• **Given problem**
Count how many lines in the items below contain the word "white". Reply with the number alone.

• **Data section**

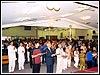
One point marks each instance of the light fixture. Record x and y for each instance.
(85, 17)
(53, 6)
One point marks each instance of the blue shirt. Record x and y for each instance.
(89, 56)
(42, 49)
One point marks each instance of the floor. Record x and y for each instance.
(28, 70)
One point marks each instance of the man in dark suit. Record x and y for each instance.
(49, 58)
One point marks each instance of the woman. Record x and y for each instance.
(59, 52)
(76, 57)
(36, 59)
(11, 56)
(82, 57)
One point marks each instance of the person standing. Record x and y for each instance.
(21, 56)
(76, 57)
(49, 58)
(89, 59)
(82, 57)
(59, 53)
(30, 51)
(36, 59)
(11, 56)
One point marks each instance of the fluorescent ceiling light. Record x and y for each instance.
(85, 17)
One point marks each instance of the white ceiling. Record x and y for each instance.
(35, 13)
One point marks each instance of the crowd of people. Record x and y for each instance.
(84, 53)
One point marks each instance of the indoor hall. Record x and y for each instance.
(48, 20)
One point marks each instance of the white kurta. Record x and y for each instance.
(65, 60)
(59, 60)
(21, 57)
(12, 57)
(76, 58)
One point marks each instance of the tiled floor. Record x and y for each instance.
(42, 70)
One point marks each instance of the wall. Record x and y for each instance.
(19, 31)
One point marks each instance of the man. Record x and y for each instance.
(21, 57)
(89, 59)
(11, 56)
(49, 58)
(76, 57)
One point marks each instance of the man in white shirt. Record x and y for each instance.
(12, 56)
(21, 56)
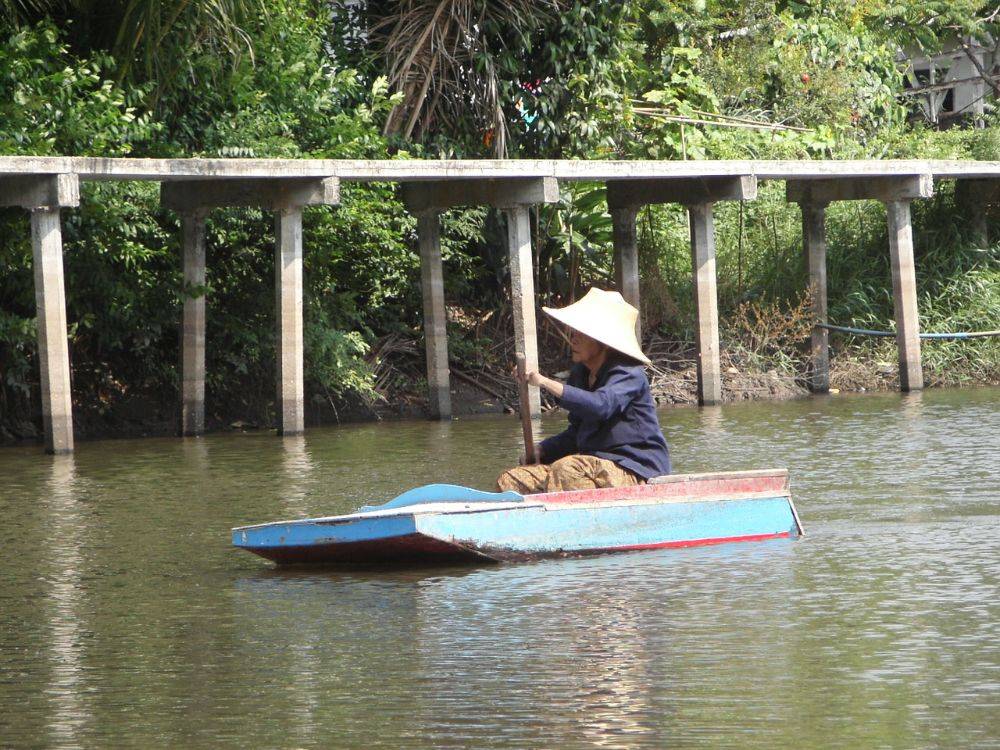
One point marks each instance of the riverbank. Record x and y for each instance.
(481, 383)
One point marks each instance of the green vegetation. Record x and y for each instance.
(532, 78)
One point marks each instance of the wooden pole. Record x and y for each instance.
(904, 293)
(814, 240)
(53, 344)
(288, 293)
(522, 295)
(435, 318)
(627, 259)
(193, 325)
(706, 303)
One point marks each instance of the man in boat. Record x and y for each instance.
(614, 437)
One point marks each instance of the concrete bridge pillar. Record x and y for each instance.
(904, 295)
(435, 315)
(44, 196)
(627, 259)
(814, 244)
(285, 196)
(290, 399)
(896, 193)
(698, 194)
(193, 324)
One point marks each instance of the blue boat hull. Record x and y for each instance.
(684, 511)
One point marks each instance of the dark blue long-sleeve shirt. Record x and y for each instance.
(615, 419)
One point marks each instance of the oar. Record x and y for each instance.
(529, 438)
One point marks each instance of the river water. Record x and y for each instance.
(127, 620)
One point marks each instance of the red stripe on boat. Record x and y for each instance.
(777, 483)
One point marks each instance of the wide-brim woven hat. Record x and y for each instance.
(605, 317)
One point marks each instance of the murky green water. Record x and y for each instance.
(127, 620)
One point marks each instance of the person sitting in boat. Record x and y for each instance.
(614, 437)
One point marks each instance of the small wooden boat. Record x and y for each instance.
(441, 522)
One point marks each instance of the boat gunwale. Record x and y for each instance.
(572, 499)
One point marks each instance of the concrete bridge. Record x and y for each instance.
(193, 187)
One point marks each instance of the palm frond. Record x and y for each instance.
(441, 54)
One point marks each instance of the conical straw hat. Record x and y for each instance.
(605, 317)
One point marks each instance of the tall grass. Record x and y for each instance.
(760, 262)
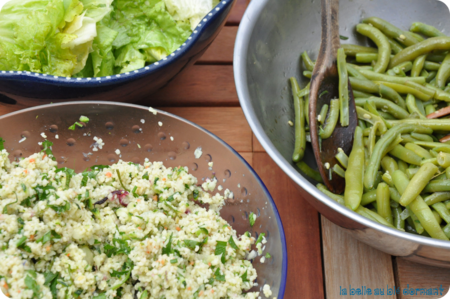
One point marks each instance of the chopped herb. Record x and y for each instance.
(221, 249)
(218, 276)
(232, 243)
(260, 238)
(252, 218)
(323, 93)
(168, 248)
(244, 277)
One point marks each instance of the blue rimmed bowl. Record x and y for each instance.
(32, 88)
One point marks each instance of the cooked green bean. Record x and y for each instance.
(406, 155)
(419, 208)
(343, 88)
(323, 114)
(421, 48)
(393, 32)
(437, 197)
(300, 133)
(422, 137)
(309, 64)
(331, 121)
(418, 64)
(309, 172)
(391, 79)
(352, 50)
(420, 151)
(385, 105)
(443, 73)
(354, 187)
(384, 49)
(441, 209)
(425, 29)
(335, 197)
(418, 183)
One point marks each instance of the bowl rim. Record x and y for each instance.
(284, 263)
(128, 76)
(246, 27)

* * *

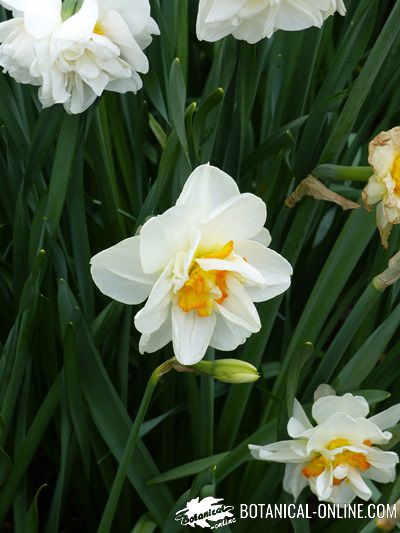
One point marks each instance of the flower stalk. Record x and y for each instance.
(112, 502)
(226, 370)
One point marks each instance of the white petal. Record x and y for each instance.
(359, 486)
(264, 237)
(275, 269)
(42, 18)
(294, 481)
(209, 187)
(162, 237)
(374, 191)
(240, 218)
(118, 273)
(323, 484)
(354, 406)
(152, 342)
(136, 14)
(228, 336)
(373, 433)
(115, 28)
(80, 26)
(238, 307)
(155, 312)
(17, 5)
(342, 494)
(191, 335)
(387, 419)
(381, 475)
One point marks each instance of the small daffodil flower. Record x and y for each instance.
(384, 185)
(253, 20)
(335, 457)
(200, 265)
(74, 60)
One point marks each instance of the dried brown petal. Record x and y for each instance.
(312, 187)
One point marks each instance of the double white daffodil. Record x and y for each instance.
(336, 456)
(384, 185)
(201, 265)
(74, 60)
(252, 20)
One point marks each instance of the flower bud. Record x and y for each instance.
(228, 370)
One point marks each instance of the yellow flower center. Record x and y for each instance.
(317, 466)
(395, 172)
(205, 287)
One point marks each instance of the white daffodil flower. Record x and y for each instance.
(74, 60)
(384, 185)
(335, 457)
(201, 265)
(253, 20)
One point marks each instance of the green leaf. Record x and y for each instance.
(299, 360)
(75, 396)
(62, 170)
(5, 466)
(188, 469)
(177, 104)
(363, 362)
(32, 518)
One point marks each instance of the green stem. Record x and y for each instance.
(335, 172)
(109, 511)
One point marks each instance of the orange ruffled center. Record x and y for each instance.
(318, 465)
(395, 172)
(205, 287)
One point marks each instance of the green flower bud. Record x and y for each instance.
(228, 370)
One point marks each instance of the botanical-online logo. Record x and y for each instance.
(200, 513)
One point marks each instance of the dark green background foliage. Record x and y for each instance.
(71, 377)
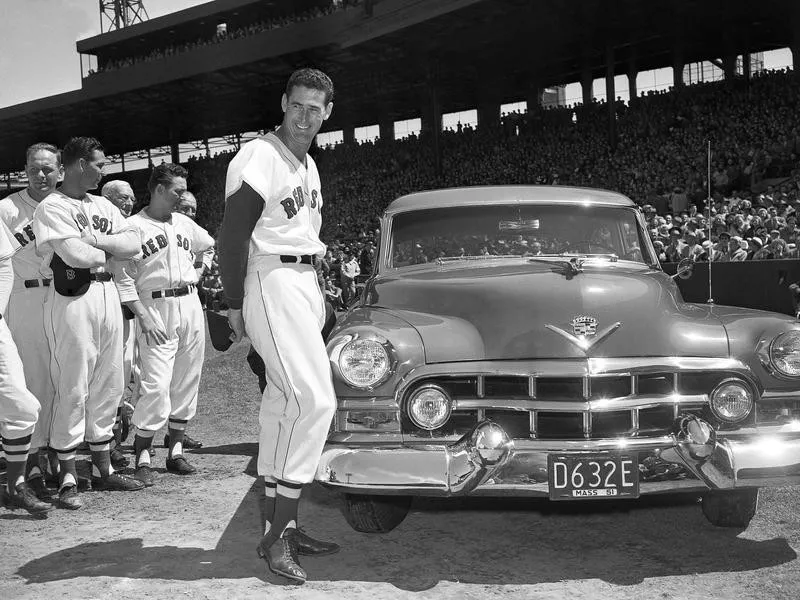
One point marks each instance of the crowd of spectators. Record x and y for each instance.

• **Result below**
6